▶ _Request_: Output the records below, from the line containing "What to detect: black phone screen" through the line containing "0,99 -> 377,332", as a two-column CSV with columns input and output, one row per record. Put each record's text under input and its answer under output, with each field in quotes and line breaks replaced by spaces.

--- Start Records supplied ---

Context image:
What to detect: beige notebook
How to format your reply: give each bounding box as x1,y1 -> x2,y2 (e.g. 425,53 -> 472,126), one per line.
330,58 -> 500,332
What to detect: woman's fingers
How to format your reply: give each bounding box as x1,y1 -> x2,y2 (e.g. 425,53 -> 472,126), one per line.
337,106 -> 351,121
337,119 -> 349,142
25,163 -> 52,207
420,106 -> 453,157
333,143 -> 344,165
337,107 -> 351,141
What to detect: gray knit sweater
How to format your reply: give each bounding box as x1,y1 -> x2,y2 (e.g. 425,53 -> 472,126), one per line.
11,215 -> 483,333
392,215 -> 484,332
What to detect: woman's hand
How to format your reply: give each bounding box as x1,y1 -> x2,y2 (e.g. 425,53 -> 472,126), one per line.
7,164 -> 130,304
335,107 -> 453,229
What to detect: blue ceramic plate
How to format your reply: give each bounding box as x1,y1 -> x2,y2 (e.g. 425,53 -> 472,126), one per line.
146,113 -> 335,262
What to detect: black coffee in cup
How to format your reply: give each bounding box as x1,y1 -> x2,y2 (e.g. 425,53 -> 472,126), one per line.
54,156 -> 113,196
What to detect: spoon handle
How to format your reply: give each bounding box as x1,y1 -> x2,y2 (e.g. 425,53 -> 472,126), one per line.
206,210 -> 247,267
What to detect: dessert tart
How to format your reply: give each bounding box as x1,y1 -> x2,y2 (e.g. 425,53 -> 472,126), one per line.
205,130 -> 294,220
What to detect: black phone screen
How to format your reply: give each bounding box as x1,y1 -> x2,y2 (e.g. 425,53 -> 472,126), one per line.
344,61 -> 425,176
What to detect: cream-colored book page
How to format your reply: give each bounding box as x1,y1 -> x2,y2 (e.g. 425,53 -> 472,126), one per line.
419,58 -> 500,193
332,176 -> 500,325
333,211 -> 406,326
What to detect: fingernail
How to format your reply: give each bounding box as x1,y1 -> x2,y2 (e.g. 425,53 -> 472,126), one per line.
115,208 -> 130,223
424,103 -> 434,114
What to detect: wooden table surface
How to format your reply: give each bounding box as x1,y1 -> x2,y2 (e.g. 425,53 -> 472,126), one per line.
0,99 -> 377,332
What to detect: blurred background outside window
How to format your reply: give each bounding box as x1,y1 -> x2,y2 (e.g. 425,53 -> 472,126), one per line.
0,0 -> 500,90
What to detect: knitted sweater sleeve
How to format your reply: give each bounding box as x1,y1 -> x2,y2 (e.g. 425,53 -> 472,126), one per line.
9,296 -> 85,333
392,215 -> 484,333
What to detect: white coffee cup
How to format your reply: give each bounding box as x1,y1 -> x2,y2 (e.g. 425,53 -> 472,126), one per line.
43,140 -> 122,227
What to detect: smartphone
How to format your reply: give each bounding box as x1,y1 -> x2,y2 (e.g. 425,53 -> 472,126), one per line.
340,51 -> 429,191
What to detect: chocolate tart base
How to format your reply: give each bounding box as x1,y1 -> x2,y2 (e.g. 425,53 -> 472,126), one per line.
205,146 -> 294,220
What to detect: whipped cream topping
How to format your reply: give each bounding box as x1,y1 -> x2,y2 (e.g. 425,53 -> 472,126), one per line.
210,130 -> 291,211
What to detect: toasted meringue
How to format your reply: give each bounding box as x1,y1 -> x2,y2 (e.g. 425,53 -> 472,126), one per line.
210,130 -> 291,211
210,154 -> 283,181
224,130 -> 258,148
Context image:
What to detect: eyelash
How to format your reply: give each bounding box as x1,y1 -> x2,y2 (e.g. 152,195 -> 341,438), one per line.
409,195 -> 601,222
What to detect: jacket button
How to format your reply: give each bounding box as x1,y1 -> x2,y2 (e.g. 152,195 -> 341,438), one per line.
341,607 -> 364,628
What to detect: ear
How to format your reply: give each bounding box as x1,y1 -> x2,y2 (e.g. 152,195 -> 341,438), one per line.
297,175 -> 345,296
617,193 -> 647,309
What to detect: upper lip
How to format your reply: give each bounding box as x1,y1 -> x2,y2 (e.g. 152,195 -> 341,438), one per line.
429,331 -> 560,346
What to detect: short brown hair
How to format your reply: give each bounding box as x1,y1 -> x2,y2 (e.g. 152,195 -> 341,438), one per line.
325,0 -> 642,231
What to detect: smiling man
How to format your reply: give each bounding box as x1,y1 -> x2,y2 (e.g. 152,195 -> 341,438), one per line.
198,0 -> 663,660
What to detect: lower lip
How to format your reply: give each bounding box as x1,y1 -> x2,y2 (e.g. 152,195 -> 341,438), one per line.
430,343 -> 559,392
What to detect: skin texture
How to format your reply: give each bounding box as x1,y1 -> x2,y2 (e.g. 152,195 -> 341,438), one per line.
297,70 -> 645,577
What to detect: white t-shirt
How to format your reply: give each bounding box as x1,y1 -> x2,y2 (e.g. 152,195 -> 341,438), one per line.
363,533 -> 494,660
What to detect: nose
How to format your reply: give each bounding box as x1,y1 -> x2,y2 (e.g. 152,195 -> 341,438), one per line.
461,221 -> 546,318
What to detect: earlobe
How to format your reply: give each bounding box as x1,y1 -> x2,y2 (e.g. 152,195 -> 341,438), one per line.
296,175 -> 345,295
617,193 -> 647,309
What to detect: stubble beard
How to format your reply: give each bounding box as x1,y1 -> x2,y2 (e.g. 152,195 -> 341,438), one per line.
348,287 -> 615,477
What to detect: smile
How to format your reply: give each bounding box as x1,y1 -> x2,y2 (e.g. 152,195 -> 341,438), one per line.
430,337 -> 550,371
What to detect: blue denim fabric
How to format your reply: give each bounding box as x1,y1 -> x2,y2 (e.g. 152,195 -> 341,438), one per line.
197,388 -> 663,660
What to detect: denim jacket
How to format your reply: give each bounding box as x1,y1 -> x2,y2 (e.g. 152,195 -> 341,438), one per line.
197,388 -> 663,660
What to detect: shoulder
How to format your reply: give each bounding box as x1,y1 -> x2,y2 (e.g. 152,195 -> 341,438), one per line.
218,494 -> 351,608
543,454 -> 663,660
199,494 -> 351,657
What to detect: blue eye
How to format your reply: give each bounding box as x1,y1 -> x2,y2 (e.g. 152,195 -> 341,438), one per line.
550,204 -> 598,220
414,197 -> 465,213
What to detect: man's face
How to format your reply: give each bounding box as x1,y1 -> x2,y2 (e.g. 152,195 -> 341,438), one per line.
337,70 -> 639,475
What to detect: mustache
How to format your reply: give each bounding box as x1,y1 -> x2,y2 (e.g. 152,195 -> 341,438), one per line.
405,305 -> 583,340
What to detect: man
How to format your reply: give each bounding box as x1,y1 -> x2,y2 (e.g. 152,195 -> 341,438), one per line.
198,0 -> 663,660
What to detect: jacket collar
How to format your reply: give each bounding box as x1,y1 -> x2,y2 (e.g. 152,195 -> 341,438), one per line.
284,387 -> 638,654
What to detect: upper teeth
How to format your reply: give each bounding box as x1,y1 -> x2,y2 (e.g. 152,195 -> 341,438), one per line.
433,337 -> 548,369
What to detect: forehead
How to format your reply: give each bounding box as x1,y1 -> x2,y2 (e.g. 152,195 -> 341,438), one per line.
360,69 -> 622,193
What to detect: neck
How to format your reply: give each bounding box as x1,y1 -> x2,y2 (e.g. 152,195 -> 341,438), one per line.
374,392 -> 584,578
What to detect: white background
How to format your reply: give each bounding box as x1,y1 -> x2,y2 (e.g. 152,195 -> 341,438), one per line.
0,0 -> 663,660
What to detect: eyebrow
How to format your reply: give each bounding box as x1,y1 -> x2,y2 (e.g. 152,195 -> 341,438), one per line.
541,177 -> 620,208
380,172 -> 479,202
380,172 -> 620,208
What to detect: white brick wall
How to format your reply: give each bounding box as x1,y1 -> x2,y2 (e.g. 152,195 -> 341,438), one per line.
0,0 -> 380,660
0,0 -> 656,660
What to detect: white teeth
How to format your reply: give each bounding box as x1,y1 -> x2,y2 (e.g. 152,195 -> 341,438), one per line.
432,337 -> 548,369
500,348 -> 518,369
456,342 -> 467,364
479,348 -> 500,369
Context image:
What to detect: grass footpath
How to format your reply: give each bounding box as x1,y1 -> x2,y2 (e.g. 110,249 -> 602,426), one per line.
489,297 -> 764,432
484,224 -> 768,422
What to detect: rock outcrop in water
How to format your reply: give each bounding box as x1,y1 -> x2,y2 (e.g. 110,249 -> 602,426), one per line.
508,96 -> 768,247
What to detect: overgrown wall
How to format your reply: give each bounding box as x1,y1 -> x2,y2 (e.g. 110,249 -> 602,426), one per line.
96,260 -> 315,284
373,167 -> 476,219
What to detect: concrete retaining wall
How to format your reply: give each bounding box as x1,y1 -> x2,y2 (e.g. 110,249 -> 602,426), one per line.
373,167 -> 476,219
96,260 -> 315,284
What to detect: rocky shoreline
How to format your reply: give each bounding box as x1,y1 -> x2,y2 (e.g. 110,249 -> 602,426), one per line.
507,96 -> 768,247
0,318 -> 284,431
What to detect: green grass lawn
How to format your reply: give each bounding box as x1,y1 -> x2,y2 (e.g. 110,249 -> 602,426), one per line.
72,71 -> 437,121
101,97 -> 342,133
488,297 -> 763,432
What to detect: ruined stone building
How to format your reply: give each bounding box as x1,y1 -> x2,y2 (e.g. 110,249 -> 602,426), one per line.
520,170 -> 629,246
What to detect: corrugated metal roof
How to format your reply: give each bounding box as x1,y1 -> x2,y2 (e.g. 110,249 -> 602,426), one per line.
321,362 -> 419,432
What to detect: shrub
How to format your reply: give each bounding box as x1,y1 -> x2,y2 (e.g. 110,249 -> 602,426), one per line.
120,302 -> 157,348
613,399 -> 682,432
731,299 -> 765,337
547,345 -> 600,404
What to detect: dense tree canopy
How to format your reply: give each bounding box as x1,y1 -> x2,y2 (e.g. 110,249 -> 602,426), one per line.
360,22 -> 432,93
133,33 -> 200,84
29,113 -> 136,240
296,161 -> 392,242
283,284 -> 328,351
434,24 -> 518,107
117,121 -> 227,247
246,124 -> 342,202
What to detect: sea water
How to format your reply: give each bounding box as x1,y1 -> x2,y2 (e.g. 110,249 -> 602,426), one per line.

--- End Records supplied ---
--- Start Records supplied ---

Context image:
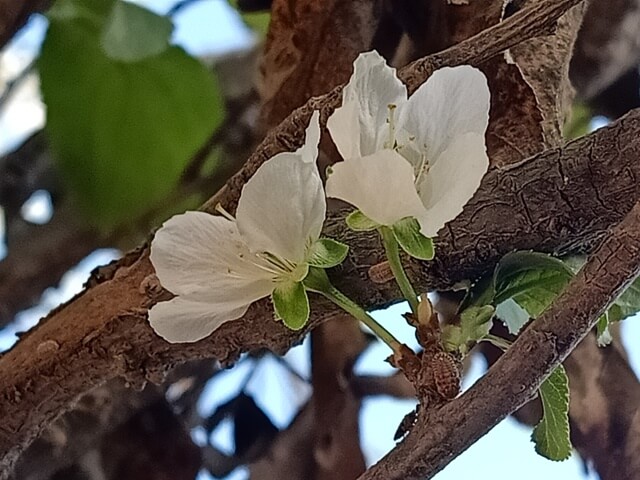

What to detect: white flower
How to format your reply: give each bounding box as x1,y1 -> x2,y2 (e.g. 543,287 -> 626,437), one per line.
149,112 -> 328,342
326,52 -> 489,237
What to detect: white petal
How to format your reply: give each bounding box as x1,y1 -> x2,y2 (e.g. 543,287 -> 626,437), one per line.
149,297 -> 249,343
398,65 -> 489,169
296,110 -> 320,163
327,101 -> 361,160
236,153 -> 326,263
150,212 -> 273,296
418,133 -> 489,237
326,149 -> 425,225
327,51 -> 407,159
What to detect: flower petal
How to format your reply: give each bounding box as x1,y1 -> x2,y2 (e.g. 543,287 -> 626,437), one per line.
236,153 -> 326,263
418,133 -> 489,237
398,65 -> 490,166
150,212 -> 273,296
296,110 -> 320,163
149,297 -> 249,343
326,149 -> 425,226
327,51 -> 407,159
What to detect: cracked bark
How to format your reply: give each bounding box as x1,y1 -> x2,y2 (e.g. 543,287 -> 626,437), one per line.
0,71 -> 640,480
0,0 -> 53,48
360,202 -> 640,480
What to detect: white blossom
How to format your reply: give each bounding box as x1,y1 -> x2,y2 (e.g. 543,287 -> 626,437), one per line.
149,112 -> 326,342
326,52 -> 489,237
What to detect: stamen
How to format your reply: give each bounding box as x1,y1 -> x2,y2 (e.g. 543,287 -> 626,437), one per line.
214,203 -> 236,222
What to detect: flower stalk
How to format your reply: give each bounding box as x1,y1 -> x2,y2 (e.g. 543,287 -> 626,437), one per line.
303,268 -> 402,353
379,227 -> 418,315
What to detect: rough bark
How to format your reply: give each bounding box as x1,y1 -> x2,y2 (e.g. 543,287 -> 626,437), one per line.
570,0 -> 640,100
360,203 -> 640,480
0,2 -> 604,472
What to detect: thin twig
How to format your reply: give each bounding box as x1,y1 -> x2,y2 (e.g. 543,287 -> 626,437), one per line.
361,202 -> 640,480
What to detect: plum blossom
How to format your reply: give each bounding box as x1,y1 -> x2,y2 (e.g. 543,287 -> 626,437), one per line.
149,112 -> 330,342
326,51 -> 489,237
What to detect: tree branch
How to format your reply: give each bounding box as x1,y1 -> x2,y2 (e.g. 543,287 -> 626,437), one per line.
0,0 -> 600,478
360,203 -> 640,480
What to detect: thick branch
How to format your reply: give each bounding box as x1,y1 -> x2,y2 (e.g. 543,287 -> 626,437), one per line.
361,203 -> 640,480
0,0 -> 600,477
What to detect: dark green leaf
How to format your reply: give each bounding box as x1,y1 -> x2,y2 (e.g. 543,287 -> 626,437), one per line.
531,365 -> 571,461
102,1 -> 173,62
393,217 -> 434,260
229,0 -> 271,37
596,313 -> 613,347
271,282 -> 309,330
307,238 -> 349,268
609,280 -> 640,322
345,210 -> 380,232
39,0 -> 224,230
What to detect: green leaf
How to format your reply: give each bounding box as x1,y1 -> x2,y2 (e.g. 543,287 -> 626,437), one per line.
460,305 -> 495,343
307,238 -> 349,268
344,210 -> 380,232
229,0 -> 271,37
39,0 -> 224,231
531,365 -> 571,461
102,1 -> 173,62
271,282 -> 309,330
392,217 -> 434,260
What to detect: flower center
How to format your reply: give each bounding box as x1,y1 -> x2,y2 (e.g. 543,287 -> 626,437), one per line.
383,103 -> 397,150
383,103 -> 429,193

--- End Records supplied ---
--- Start Records supplied ---

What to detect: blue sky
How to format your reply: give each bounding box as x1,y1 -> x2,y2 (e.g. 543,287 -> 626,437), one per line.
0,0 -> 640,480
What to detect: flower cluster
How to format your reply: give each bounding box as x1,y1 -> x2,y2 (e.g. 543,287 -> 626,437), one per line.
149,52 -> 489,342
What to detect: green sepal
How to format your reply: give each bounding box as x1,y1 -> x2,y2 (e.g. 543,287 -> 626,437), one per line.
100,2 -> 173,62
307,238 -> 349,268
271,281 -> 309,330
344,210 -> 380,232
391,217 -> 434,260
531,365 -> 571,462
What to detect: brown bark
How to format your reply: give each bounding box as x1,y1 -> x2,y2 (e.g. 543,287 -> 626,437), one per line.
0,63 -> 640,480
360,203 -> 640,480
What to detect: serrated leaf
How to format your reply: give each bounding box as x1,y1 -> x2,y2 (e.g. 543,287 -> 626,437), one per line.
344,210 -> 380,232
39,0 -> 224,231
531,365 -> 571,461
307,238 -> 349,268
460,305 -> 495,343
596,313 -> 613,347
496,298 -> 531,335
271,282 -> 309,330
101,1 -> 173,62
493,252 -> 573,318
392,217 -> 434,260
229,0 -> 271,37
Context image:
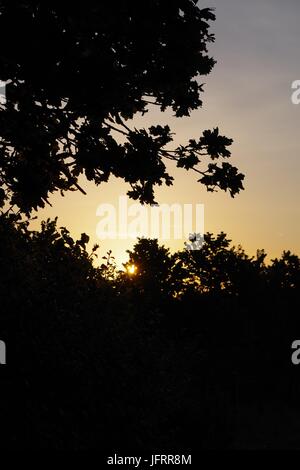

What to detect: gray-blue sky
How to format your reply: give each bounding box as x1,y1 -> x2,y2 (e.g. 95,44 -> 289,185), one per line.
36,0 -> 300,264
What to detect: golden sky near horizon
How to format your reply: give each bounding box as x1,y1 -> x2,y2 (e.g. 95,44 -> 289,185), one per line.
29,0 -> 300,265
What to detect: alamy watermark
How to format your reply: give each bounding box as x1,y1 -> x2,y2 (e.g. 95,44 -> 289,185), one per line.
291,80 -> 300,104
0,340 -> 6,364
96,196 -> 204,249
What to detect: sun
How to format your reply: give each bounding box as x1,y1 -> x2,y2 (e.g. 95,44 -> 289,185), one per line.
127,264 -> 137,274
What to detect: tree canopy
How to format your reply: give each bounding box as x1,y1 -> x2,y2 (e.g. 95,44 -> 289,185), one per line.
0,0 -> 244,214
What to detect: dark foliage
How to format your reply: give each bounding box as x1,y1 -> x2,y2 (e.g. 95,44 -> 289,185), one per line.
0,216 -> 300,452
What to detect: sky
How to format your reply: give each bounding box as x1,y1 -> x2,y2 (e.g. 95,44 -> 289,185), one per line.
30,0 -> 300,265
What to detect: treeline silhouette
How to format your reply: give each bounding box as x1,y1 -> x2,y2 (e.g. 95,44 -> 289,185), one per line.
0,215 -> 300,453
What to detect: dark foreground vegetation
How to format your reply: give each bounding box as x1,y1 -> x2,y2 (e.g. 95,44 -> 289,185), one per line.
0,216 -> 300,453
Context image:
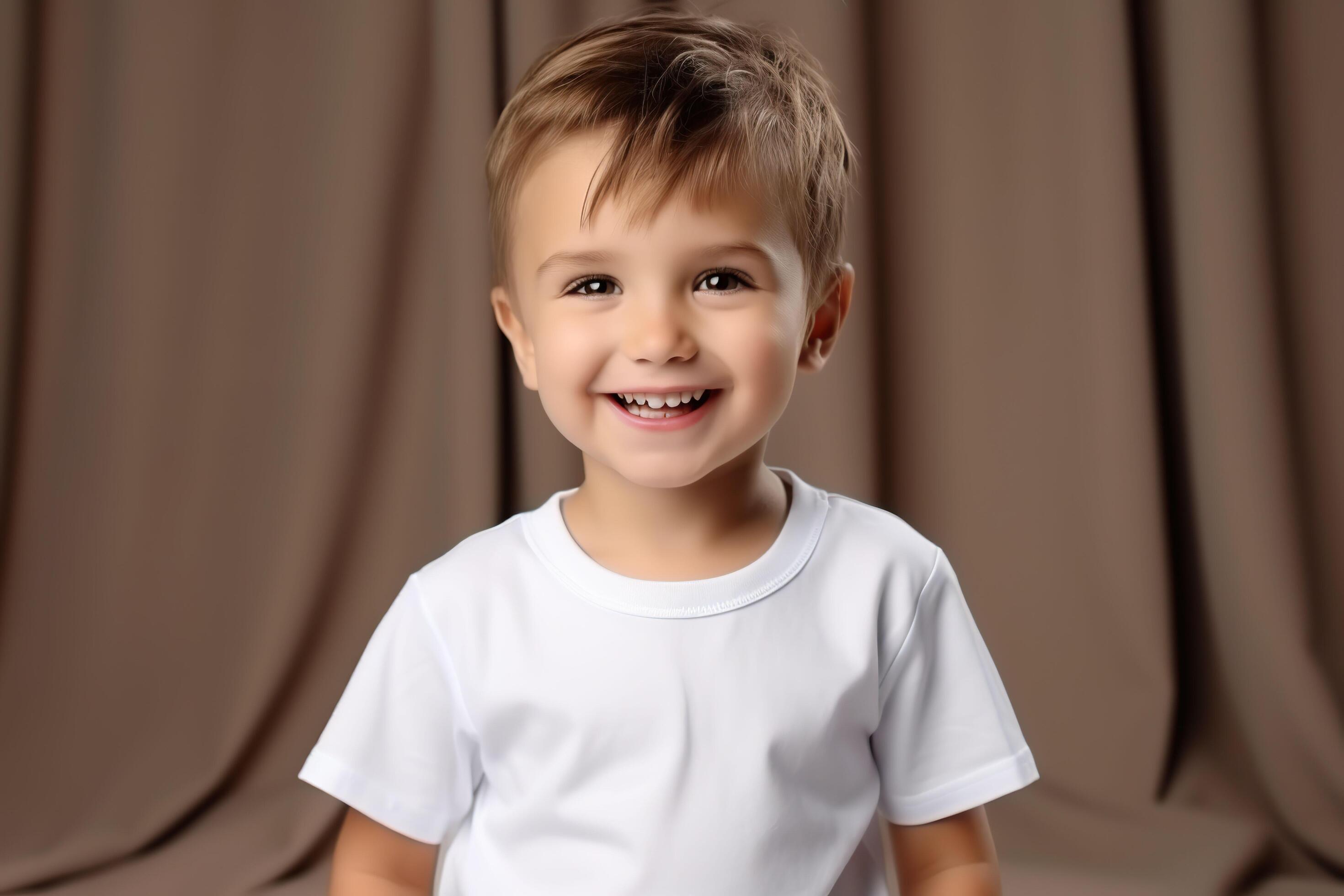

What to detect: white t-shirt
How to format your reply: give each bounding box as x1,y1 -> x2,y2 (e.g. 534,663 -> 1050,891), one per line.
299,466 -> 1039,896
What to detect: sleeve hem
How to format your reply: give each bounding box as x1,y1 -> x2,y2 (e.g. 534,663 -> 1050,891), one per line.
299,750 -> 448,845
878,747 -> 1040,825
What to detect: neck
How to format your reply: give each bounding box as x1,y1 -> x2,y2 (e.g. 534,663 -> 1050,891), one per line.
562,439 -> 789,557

--- End Records supplied ---

▶ _The completed task_:
input,output
"What to detect: black phone screen How to format your reply: give each bounding box as x1,y1 -> x2,y2 (e.g. 425,53 -> 472,126), one per line.","344,61 -> 425,176"
"What to detect: cream-colored book page How to format your reply: give each bounding box as x1,y1 -> x2,y2 (e.g. 425,53 -> 472,126), one per line.","419,58 -> 500,193 332,176 -> 500,325 333,211 -> 406,326"
"What to detect: fingernail How to format your reply: give each bounding box as x1,y1 -> x2,y2 (e.g. 425,53 -> 472,126), one per line.","115,208 -> 130,223 424,103 -> 434,114"
"What to detect: wooden table surface How to format your reply: give each bounding box as x1,y1 -> x2,y2 (e.g. 425,53 -> 472,126), one per line.","0,99 -> 377,332"